REQUEST
Extract the lines verbatim, beginning at the line that contains "Indicate every instance of the tall" and continuing through the end of the records. Leave the pictures out of your output.

(Items stored from a collection)
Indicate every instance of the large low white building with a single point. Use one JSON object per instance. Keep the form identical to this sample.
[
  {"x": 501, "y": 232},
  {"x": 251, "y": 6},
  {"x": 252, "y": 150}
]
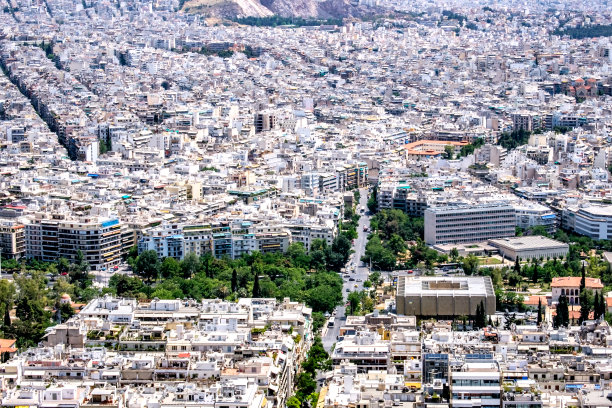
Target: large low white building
[
  {"x": 530, "y": 247},
  {"x": 454, "y": 224}
]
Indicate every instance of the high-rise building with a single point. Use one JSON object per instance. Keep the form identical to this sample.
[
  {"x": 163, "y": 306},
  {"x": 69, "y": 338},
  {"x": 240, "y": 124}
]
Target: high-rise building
[
  {"x": 99, "y": 240},
  {"x": 456, "y": 224},
  {"x": 12, "y": 240}
]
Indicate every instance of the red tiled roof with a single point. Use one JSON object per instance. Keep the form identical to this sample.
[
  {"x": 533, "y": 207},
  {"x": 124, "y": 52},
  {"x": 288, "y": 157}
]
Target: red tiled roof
[{"x": 574, "y": 282}]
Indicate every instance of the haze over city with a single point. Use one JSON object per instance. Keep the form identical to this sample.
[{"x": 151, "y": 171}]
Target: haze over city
[{"x": 305, "y": 204}]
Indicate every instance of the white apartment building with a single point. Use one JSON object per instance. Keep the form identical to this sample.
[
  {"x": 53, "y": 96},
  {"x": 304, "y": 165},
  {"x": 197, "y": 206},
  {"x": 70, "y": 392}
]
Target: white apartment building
[
  {"x": 98, "y": 239},
  {"x": 476, "y": 385},
  {"x": 593, "y": 221},
  {"x": 455, "y": 224},
  {"x": 530, "y": 214}
]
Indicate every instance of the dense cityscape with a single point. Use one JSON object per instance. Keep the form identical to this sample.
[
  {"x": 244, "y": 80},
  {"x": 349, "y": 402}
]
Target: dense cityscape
[{"x": 305, "y": 204}]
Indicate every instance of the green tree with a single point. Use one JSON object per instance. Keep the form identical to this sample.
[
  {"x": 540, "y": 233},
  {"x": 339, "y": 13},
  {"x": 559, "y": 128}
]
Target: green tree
[
  {"x": 66, "y": 311},
  {"x": 470, "y": 264},
  {"x": 354, "y": 299},
  {"x": 7, "y": 318},
  {"x": 586, "y": 304},
  {"x": 562, "y": 317},
  {"x": 256, "y": 289},
  {"x": 305, "y": 384},
  {"x": 170, "y": 268},
  {"x": 448, "y": 152},
  {"x": 323, "y": 298},
  {"x": 294, "y": 402},
  {"x": 234, "y": 282},
  {"x": 396, "y": 244},
  {"x": 373, "y": 201},
  {"x": 454, "y": 254},
  {"x": 147, "y": 265},
  {"x": 540, "y": 312},
  {"x": 190, "y": 265}
]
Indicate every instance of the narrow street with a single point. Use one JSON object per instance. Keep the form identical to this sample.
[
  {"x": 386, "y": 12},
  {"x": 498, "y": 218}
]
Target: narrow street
[{"x": 361, "y": 274}]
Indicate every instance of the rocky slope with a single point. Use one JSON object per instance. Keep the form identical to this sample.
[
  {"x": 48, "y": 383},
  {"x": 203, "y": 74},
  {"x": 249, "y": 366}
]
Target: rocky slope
[{"x": 261, "y": 8}]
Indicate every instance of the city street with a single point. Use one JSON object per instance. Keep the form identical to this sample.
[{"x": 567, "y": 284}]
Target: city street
[{"x": 361, "y": 274}]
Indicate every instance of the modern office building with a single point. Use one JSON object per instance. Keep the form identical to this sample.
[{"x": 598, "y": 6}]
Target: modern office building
[
  {"x": 469, "y": 223},
  {"x": 593, "y": 221},
  {"x": 529, "y": 215},
  {"x": 529, "y": 247},
  {"x": 448, "y": 297},
  {"x": 570, "y": 287},
  {"x": 477, "y": 384},
  {"x": 12, "y": 240},
  {"x": 99, "y": 240}
]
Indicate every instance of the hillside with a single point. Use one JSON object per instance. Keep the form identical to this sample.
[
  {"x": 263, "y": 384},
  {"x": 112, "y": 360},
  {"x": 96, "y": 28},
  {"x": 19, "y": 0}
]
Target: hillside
[{"x": 231, "y": 9}]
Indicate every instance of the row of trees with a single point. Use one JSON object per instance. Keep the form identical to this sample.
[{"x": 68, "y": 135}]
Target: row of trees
[
  {"x": 306, "y": 385},
  {"x": 309, "y": 278},
  {"x": 36, "y": 301},
  {"x": 276, "y": 20}
]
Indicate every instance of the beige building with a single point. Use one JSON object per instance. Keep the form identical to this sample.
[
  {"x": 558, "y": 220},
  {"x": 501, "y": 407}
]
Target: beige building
[
  {"x": 530, "y": 247},
  {"x": 448, "y": 297},
  {"x": 455, "y": 224}
]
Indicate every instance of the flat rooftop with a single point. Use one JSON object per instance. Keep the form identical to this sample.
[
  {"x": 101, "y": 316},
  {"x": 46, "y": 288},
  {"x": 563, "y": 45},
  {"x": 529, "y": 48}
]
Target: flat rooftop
[
  {"x": 444, "y": 286},
  {"x": 532, "y": 242}
]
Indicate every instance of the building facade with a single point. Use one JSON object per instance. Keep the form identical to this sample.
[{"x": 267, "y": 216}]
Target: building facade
[{"x": 469, "y": 223}]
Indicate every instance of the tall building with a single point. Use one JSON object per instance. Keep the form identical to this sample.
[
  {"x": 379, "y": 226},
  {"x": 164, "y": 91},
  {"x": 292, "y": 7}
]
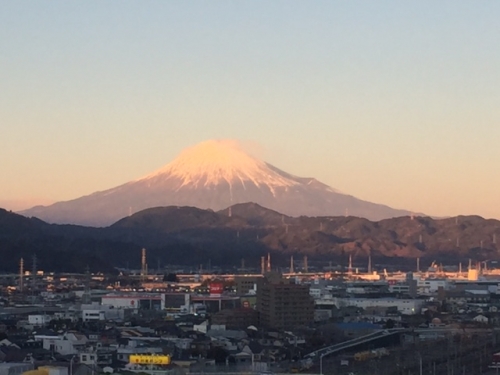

WRITTEN ANSWER
Indicate every instance of the tall building with a single point. Use one JSON object per instance. Keep the form identical to this sample.
[
  {"x": 379, "y": 226},
  {"x": 164, "y": 91},
  {"x": 292, "y": 7}
]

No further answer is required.